◆ **The task**: Output all of the material once more, so that every line matches the original exactly.

◆ **Exercise data**:
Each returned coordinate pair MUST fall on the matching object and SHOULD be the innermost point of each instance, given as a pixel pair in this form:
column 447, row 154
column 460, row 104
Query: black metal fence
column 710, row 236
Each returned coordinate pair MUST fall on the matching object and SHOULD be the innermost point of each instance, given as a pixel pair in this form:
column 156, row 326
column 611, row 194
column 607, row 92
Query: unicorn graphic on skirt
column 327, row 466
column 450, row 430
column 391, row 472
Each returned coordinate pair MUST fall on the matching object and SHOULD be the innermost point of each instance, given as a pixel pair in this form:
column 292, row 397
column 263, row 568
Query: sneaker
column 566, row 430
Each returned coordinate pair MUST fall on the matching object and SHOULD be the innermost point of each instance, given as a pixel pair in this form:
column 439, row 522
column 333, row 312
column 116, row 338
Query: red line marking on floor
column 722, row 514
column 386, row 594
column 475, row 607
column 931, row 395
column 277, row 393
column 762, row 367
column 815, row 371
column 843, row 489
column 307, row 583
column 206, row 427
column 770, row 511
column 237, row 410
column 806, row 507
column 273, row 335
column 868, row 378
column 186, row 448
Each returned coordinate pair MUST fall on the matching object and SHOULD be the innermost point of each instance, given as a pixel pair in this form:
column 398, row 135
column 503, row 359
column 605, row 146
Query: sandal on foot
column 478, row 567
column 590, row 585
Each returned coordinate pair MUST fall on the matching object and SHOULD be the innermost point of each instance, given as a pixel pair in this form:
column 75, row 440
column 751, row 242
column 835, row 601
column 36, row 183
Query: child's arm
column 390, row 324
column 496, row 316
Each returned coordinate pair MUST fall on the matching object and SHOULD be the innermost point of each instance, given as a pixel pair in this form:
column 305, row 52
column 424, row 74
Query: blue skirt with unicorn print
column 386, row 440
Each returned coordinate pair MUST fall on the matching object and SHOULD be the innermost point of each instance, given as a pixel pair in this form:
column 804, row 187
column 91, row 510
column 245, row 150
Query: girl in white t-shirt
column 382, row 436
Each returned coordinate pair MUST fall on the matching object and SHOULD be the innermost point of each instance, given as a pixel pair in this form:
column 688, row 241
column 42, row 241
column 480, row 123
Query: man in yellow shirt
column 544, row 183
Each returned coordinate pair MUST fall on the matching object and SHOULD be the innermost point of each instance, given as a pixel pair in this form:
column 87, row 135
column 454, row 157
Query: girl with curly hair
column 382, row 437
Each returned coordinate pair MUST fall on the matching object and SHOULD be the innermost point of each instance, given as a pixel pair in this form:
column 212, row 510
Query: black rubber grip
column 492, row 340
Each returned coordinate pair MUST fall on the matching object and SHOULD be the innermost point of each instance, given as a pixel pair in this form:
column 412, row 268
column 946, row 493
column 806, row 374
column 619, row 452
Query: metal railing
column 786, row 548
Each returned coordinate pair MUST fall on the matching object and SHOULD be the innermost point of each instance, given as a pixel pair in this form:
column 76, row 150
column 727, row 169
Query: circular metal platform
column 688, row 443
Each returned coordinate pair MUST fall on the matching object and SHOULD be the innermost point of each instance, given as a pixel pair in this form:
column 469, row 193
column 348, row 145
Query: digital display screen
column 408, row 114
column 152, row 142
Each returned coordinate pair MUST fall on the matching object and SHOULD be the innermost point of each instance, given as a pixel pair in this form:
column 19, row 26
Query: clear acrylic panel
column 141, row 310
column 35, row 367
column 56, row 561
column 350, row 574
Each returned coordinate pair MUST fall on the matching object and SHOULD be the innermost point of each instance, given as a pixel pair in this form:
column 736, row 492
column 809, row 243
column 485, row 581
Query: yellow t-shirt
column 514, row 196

◆ **Expected output**:
Each returned coordinate pair MUST fall on the matching object and SHOULD be the innermost point of each instance, given as a pixel pair in this form:
column 447, row 154
column 460, row 104
Query: black metal fence
column 710, row 236
Each returned coordinate pair MUST fall on the matching object and SHOULD be the innermost point of each instance, given as a pixel pair in this form:
column 156, row 326
column 611, row 194
column 607, row 92
Query: unicorn graphic on skirt
column 327, row 466
column 450, row 430
column 391, row 472
Each returned coordinate pair MUST fall on the matching object and SHOULD be the innermost point of each instance, given as a pixel pair in this form:
column 292, row 397
column 263, row 568
Query: sneaker
column 566, row 430
Each returned coordinate pair MUST fall on the matching object and SHOULD be the innermost point of each instance, given as a pixel pair in this form:
column 439, row 522
column 333, row 312
column 116, row 338
Query: red line marking on floor
column 722, row 514
column 386, row 594
column 475, row 607
column 931, row 395
column 277, row 393
column 762, row 367
column 815, row 371
column 843, row 489
column 307, row 583
column 206, row 427
column 770, row 511
column 237, row 410
column 806, row 507
column 273, row 335
column 868, row 378
column 186, row 448
Each returned coordinate pair MUST fall on the matching object and SHOULD be the innermost point of each instance, given as a pixel pair in this form:
column 398, row 135
column 503, row 359
column 605, row 146
Query: sandal on foot
column 478, row 567
column 590, row 585
Each returned coordinate pair MUST fall on the matching object and SHOULD be the innermost point of each instance, given as a pixel pair in this form:
column 75, row 440
column 751, row 242
column 835, row 601
column 36, row 183
Query: child's arm
column 390, row 324
column 496, row 316
Each returned coordinate pair MUST fall on the matching object and SHOULD be the innermost point of each instance, given as a pixel pair in this form:
column 305, row 52
column 424, row 74
Query: blue skirt with unicorn print
column 386, row 440
Each returned coordinate pair MUST fall on the matching object and SHOULD be the innermost point of each instance, given as a pixel pair in this form:
column 804, row 187
column 91, row 510
column 245, row 150
Query: girl in white t-shirt
column 382, row 436
Each returned coordinate pair MUST fall on the matching object and SHOULD be the innermost point of each instance, given as a pixel pair in this form:
column 688, row 241
column 42, row 241
column 480, row 123
Query: man in yellow shirt
column 544, row 183
Each returned coordinate pair MUST fall on the matching object and SHOULD be the innermost point of each instance, given as a pixel pair in this form:
column 87, row 135
column 454, row 157
Query: girl with curly hair
column 382, row 437
Each returned coordinate pair MUST fall on the matching object and SHOULD be the innermost point of each instance, given as a pixel pair in this form:
column 212, row 510
Query: black rubber grip
column 492, row 340
Each returned coordinate pair MUST fall on the matching object and SHOULD be the innermost point of each instance, given as a pixel pair in this form:
column 412, row 268
column 946, row 493
column 806, row 374
column 619, row 452
Query: metal railing
column 786, row 548
Each returned coordinate pair MUST fall on the matching object and SHOULD be the innermost point of each instance, given as a pixel pair in this form:
column 76, row 150
column 727, row 169
Query: circular metal platform
column 688, row 443
Each returned coordinate pair MUST fall on the matching object and SHOULD be the innermost point of each instance, given as a pixel pair in this form:
column 469, row 193
column 348, row 145
Query: digital display screen
column 408, row 114
column 152, row 142
Each returned coordinate pair MUST fall on the matching object and SHOULD be the innermost point of each instance, given as a pixel pair in this form:
column 19, row 26
Query: clear acrylic panel
column 141, row 310
column 35, row 367
column 56, row 561
column 350, row 574
Each returned coordinate pair MUST fall on the matching object and SHOULD be the innermost point of each instance, given as a pixel pair in this form:
column 736, row 492
column 809, row 243
column 485, row 581
Query: yellow t-shirt
column 514, row 196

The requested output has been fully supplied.